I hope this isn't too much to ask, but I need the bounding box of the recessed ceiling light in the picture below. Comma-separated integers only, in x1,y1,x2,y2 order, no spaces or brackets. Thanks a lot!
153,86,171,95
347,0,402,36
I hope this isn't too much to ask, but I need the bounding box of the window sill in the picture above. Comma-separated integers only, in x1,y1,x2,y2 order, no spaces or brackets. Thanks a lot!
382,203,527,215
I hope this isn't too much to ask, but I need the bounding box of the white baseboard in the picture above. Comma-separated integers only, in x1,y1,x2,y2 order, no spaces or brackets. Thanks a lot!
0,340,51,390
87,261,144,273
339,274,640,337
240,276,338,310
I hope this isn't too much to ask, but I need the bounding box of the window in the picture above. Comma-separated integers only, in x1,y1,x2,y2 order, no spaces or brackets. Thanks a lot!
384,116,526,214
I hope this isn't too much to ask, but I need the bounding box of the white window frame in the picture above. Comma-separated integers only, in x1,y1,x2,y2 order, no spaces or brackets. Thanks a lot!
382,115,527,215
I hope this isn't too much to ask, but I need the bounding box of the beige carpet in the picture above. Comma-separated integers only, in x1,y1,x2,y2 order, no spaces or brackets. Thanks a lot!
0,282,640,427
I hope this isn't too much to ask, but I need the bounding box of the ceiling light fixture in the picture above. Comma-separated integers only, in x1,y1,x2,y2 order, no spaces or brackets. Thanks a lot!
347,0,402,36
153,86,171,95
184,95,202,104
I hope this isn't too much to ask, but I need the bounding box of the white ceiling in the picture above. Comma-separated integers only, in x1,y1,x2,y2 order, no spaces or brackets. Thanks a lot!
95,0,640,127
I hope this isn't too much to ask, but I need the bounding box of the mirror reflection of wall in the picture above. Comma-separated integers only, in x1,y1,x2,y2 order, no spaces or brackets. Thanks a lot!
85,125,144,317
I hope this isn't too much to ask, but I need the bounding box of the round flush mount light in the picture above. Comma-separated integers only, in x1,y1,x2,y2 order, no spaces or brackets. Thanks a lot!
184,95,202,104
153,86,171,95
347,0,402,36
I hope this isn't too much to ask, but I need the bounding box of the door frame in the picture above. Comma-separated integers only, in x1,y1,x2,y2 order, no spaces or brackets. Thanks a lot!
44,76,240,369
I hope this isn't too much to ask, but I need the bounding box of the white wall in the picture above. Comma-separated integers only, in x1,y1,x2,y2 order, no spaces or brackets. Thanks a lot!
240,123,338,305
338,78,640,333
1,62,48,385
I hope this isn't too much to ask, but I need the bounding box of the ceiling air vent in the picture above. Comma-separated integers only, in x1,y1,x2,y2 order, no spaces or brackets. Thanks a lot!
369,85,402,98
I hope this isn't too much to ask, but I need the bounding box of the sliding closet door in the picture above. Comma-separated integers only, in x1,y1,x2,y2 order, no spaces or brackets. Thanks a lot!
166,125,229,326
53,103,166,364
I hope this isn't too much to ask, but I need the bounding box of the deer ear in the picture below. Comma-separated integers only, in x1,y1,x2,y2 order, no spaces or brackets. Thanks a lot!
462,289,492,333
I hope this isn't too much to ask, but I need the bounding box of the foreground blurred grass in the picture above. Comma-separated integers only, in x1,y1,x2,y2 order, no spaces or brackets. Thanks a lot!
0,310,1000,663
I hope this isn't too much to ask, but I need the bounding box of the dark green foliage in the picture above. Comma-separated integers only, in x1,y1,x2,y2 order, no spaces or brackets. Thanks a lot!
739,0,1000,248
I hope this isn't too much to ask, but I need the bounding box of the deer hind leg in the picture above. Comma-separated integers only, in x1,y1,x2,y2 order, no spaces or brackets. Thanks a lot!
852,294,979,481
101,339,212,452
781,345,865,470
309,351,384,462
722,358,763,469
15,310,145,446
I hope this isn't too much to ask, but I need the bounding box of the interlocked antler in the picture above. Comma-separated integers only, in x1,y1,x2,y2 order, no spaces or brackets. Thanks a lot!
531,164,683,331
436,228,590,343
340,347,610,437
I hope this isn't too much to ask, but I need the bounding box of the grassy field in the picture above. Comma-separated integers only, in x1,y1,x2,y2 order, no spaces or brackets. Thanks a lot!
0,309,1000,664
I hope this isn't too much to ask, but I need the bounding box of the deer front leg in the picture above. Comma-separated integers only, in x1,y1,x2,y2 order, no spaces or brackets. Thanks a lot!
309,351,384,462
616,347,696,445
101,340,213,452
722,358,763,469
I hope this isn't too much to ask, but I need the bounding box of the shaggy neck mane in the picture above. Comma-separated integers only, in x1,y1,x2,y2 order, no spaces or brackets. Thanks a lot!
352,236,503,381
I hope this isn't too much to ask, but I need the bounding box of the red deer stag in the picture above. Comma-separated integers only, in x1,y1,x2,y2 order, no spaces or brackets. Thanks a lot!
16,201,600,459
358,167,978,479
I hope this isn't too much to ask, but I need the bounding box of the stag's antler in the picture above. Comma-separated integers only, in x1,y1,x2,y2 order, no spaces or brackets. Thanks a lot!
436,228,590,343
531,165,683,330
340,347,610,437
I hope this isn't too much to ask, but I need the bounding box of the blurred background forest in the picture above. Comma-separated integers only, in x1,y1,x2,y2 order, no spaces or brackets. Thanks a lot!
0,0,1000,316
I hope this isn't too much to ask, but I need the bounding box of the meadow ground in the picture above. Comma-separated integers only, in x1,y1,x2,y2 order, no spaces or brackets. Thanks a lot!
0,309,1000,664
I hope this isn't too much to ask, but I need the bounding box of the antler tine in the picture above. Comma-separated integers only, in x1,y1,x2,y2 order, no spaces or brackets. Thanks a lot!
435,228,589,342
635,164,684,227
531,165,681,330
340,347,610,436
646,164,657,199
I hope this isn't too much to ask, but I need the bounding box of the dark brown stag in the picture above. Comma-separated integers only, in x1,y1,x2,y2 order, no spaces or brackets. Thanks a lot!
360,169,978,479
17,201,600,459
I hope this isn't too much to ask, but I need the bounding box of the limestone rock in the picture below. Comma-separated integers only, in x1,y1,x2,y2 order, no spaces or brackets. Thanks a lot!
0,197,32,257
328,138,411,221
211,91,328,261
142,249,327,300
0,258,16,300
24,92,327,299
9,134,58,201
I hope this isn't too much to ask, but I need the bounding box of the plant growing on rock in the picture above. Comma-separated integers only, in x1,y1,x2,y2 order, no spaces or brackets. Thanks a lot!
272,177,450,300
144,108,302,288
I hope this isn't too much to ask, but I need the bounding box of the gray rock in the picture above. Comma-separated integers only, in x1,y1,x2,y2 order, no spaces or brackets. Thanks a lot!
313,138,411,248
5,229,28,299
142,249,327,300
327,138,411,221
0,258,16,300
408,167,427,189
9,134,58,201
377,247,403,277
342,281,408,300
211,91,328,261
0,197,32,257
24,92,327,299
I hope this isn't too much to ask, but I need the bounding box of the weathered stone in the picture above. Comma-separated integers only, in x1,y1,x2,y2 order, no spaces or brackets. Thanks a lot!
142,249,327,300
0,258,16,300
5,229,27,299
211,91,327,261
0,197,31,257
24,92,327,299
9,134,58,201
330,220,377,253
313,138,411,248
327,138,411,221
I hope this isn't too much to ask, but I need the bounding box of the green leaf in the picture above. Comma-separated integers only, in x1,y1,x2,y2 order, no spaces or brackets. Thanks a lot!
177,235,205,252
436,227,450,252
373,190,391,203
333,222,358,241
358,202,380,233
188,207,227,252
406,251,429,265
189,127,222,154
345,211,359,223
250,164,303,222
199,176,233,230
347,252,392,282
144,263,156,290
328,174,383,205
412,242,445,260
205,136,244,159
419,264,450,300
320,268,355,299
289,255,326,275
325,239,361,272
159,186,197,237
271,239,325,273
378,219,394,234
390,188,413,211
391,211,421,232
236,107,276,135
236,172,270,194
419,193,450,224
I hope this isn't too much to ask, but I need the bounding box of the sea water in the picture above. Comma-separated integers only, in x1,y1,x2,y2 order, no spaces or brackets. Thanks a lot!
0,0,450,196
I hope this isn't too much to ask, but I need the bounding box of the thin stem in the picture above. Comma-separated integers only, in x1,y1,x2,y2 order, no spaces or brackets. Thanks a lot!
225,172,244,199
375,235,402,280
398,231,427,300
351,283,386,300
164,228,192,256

— What you will do —
Reproduce the part of the material above that begins with the line containing "of the antler" and ends with the line containing "144,108,302,288", including both of those lines.

— Result of the exercise —
I hope this isn't too much to ask, but I need the bounding box of the antler tine in the picture above. Comma-separated integers only, in x1,y1,x2,y2 order, no spaces or brackets. Thanks a lot!
435,228,589,342
635,164,684,227
531,165,681,330
340,347,610,436
646,164,657,199
I hope this isn't too much to ask, but I need the bounding box of the dark brown stag in the picture above. Comma-separated integers only, in x1,y1,x2,y2 order, no spaces or brackets. Thanks a lot!
360,169,978,479
17,201,600,459
I hope this isn't too much to ask, but I need the bounding box of the limestone rock in the picture below. Comma-separated integers only, in x1,y1,x2,y2 order, no spaces or brackets. Thanks a lot!
0,197,32,257
328,138,411,221
211,91,328,261
142,249,327,300
0,258,16,300
24,92,327,299
9,134,58,201
I hope this isn't too much to ask, but I need the bounding box of the plant growing on rock in the picture above. Comma-separated integers only, in x1,y1,x2,y2 order, no spaces or brackets. Thanks a lot!
272,177,450,300
144,108,302,288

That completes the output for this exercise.